[Excerpt provided]
Cory Undlin

Houston Texans
- Title: Defensive passing game coordinator

Personal information
- Born: June 29, 1971 (age 54) St. Cloud, Minnesota, U.S.

Career information
- Position: Safety
- College: Cal Lutheran (1990–1994)

Career history
- Cal Lutheran (1998–2001); Linebackers coach (1998–1999); ; Defensive coordinator (2000–2001); ; ; Fresno State (2002–2003) Graduate assistant; New England Patriots (2004) Defensive coaching assistant; Cleveland Browns (2005–2008); Defensive quality control coach 2005–2006); ; Assistant special teams coach (2007); ; Defensive backs coach (2008); ; ; Jacksonville Jaguars (2009–2011); Defensive assistant (2009); ; Defensive backs coach (2010–2011); ; ; Denver Broncos (2012–2014); Defensive quality control coach (2012); ; Defensive backs coach (2013–2014); ; ; Philadelphia Eagles (2015–2019) Defensive backs coach; Detroit Lions (2020) Defensive coordinator; San Francisco 49ers (2021–2022) Pass game specialist & secondary coach; Houston Texans (2023–present) Defensive passing game coordinator;

Awards and highlights
- 2× Super Bowl champion (XXXIX, LII);
- Coaching profile at Pro Football Reference

= Cory Undlin =

American football player and coach (born 1971)

Cory Undlin (born June 29, 1971) is an American professional football coach who is the defensive passing game coordinator for the Houston Texans of the National Football League (NFL). He previously served as the defensive coordinator for the Detroit Lions in 2020 and also served as an assistant coach for the Philadelphia Eagles, Denver Broncos, Jacksonville Jaguars, Cleveland Browns, New England Patriots and San Francisco 49ers.

==Playing career==
Undlin attended California Lutheran University, where he played football as a safety from 1990 to 1994. He had the distinction of being named second-team All-Southern California Intercollegiate Athletic Conference honors in 1993. At Cal Lutheran, he was a teammate and roommate of Ben McEnroe.

==Coaching career==
===College===
Undlin began his coaching career at his alma mater California Lutheran as a linebackers coach from 1998 to 1999. He was promoted to defensive coordinator in 2000, a position he held through 2001, when he moved to Fresno State University. He spent two seasons in 2002 and 2003 as a graduate assistant at Fresno State under head coach Pat Hill, a former assistant coach with the Cleveland Browns under Bill Belichick.

===New England Patriots===
In 2004, Undlin joined Belichick as a defensive coaching assistant with the New England Patriots. He was part of the Patriots staff when they won Super Bowl XXXIX.

[Using the information]
- a) Decide whether each statement agrees with the Cory Undlin article above. Answer yes or no for each, and quote the deciding words of the article.
(i) Undlin played safety at Cal Lutheran from 1990 to 1994.
(ii) Undlin was the defensive coordinator for the Detroit Lions in 2019.
(iii) At Fresno State, Undlin worked under head coach Pat Hill.
- b) Please answer these questions using the Cory Undlin article above.
(i) Where was Undlin born?
(ii) Who was Undlin's teammate and roommate at Cal Lutheran?
(iii) Which Super Bowl did the Patriots win while Undlin was on their staff?
- c) Carry on the Cory Undlin article from the point where it stops.

[Data records]
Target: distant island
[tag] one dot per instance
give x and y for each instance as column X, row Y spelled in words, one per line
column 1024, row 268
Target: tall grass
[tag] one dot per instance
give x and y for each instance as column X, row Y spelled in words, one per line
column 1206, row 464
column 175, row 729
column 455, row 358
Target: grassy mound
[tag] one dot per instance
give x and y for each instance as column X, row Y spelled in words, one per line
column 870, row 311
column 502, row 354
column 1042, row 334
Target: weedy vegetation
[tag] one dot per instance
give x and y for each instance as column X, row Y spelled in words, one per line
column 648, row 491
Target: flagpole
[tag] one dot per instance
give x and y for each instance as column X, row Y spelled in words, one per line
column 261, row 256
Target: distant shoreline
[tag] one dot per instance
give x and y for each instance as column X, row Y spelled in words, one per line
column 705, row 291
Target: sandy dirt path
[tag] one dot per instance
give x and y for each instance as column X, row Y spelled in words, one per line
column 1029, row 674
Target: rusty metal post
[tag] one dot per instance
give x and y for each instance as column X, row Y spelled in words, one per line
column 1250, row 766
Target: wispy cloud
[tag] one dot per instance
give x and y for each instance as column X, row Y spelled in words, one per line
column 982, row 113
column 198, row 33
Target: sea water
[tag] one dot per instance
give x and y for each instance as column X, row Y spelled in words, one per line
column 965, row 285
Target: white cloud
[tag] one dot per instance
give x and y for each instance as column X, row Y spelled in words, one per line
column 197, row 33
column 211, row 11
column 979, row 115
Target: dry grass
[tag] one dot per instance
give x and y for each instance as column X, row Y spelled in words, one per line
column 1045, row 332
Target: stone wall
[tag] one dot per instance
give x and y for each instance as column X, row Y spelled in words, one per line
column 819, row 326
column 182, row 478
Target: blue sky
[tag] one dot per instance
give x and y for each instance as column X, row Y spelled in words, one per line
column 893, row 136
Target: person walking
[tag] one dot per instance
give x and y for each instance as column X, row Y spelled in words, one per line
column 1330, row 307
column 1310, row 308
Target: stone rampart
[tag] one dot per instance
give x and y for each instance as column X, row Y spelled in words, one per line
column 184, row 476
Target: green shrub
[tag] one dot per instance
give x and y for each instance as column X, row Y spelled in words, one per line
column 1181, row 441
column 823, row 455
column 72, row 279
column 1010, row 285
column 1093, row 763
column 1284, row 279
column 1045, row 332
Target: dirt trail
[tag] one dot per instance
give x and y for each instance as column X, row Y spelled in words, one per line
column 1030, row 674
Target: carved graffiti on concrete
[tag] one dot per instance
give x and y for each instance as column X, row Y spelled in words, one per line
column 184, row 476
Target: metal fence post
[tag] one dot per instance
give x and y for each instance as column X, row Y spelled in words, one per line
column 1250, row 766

[Responses to the tasks]
- a)
(i) Yes: "played football as a safety from 1990 to 1994"
(ii) No: "served as the defensive coordinator for the Detroit Lions in 2020"
(iii) Yes: "as a graduate assistant at Fresno State under head coach Pat Hill"

- b)
(i) St. Cloud, Minnesota, U.S.
(ii) Ben McEnroe
(iii) Super Bowl XXXIX

- c)
===Cleveland Browns===
In 2005, Undlin was hired by the Cleveland Browns as a defensive assistant under head coach Romeo Crennel. In 2007, Undlin was promoted to secondary coach and assistant special teams coach. In 2008, Undlin was promoted to defensive backs coach.

===Jacksonville Jaguars===
In 2009, Undlin moved to the Jacksonville Jaguars as a defensive assistant following Crennel's firing in Cleveland. He was promoted to defensive backs coach in 2010, but was fired along with the rest of the staff after the 2011 season.

===Denver Broncos===
In 2012, he was hired as a defensive quality control coach for the Denver Broncos, and he was promoted to defensive backs coach in 2013.

===Philadelphia Eagles===
In January 2015, Undlin was hired by the Philadelphia Eagles as their defensive backs coach. He was retained as the defensive backs coach for the Eagles on January 20, 2016. On February 4, 2018, Undlin was part of the Philadelphia Eagles coaching staff that defeated the New England Patriots, 41–33, in Super Bowl LII.

===Detroit Lions===
On January 13, 2020, Undlin was hired by the Detroit Lions as their defensive coordinator under head coach Matt Patricia. He missed the team's week 16 game against the Tampa Bay Buccaneers due to COVID-19 protocols. He was fired following the season.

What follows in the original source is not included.